▶ [Directions]: Present each of the records below as a numbered list, omitting any blank lines.

§

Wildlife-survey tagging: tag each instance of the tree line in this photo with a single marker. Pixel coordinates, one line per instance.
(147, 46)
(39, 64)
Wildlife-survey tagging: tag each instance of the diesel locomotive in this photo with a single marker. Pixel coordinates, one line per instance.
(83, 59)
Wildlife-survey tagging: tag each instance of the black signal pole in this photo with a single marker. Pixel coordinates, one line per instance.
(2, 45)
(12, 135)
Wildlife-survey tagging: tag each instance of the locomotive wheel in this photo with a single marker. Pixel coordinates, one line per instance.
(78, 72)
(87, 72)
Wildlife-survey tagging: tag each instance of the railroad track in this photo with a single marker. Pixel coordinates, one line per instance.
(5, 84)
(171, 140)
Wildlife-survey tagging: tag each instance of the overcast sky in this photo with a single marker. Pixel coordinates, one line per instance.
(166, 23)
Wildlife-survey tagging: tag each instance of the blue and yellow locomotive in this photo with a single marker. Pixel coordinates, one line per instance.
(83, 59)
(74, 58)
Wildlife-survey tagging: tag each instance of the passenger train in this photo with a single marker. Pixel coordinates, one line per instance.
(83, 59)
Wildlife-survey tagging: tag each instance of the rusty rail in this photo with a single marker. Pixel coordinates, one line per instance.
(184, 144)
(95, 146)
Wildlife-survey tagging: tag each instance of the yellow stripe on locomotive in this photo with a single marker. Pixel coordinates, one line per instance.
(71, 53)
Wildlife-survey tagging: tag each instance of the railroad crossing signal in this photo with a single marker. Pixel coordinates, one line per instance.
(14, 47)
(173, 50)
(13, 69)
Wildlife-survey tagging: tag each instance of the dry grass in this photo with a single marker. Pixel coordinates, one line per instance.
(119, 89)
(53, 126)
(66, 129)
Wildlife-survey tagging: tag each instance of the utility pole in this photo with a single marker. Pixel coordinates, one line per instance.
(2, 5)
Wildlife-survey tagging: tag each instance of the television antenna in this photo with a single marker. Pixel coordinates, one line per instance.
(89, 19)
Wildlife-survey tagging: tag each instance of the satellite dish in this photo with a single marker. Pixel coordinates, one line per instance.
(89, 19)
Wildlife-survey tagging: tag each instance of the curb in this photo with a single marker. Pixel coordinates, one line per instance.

§

▶ [Written answer]:
1. Wildlife-survey tagging: tag each instance of the tree line in this photo with a single marker. Pixel coordinates, one line per instance.
2. (147, 46)
3. (39, 64)
4. Wildlife-survey tagging: tag each instance of the diesel locomotive in this photo with a single marker. Pixel coordinates, one line per instance.
5. (83, 59)
6. Wildlife-survey tagging: tag each instance of the black signal pole in this photo with a single marker. Pixel coordinates, one line per instance.
7. (2, 45)
8. (12, 135)
9. Wildlife-survey tagging: tag each instance of the locomotive wheel in this photo with a single marker. Pixel coordinates, one line per instance.
10. (78, 72)
11. (87, 72)
12. Wildlife-survey tagging: tag each instance of the railroad track in this photo with a single marker. Pixel coordinates, one line per instance.
13. (5, 84)
14. (171, 140)
15. Wildlife-survey tagging: tag each instance of the overcast sky in this photo with a single marker. Pixel coordinates, one line per instance.
16. (166, 23)
17. Wildlife-survey tagging: tag each instance of the blue and yellow locomotive in this photo with a single marker. Pixel coordinates, one line per instance.
18. (83, 59)
19. (74, 58)
20. Wildlife-survey tagging: tag each instance of the passenger train in this photo with a single marker. Pixel coordinates, one line per instance.
21. (83, 59)
22. Wildlife-survey tagging: tag each instance of the rusty rail in this photo with a single marker. Pixel coordinates, one line per instance.
23. (184, 144)
24. (95, 146)
25. Wildlife-survey tagging: tag each instance of the yellow stripe on locomotive in this photo with a single marker. Pixel coordinates, one line per instance.
26. (71, 53)
27. Wildlife-survey tagging: tag each instance of the railroad crossing signal in this photo with a single marker. Pixel coordinates, one line per instance.
28. (14, 47)
29. (173, 50)
30. (13, 69)
31. Wildlife-survey tagging: tag each instance of the dry grass in this photo with a single marker. Pixel coordinates, one line per instance.
32. (119, 89)
33. (53, 126)
34. (66, 129)
35. Wildlife-survey tagging: tag each instance of the utility pole in this photo with a single marker. Pixel coordinates, one line per instance.
36. (2, 5)
37. Wildlife-survey tagging: tag each instance of the television antenna in this photo with a single marker. Pixel coordinates, one line per instance.
38. (89, 19)
39. Wildlife-survey tagging: tag each instance of the satellite dish in this photo with a single marker. Pixel coordinates, one line per instance.
40. (89, 19)
41. Wildlife-survey tagging: tag each instance of the curb in this photo with a single marker. Pixel coordinates, one line per instance.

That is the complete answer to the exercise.